(Text segment):
☆ ☆ ☆ ☆ ☆ ☆ ☆
[Serialization] A few questions about boost::serialization
Hi, I'm considering using boost::serialization but have a few questions which I would love to get answered. 1) In the overview section performance is nowhere to be seen as a goal, which for my use case is very important. If I were to use the binary archive, how well would it perform in comparsion to a hand crafted optimized serialization aproach? I've seen in the examples that strings seems to be used to identify data, won't this create a large overhead for both deserilzation and storage? 2) I saw the thread about the reason for boost::any not being serializable. But I don't really care about portability, so in that case, is it possible to implement a non intrusive serialization aproach to boost::any? Would really appreciate some little snippet for that if that is the case. If that's not possible my last option would naturally be to make an intrusive implementation, I see no obvious aproach here since I can't make a virtual template function, so I'm kind of hoping someone could push me in the right direction if it comes to this. Besides this I can only say that the library have a very slick interface and I really dig the design :) // Sebastian Karlsson
Comments Below.
On Mon, Aug 4, 2008 at 3:48 AM,
Hi,
I'm considering using boost::serialization but have a few questions which I would love to get answered.
1) In the overview section performance is nowhere to be seen as a goal, which for my use case is very important. If I were to use the binary archive, how well would it perform in comparsion to a hand crafted optimized serialization aproach?
When I compared a bruit stupid << stream overload >> method of serialization it was about 2-2.5 times faster the serialization. I firmly believe that I loose performance to increase flexibility, and depending on your requirements this may or may not be acceptable.
☆ ☆ ☆ ☆ ☆ ☆ ☆
(Data for this exercise):
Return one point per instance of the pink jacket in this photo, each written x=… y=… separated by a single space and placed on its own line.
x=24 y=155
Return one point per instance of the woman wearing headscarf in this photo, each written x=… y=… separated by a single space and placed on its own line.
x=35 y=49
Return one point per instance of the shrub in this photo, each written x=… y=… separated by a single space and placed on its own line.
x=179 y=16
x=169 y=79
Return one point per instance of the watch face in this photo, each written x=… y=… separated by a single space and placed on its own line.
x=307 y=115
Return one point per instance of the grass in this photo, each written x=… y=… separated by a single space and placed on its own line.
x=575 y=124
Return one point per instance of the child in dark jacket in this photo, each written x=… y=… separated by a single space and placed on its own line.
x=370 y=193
☆ ☆ ☆ ☆ ☆ ☆ ☆
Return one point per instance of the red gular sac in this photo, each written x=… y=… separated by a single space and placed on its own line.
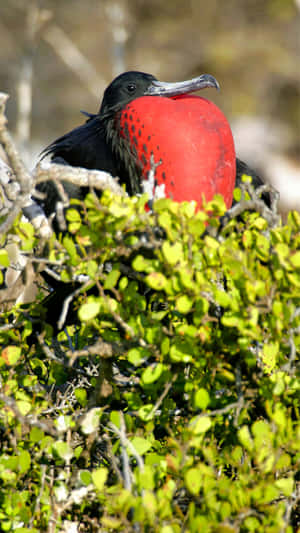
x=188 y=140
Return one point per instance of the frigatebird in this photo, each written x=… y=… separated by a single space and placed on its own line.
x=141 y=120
☆ ☆ ☆ ☆ ☆ ☆ ☆
(Stated goal 1):
Answer these about the boost::serialization thread:
(a) Which archive does the poster ask about when raising performance?
(b) Which type does the poster want to serialize non-intrusively?
(c) On what date was the quoted original message sent?
(Stated goal 2): Arrange the entries from the line containing "Return one point per instance of the frigatebird" through the line containing "x=141 y=120" as a JSON list of strings, one string per line, leaving out blank lines.

(Expected answer 1):
(a) The binary archive.
(b) boost::any.
(c) Monday, August 4, 2008.

(Expected answer 2):
[
  "Return one point per instance of the frigatebird in this photo, each written x=… y=… separated by a single space and placed on its own line.",
  "x=141 y=120"
]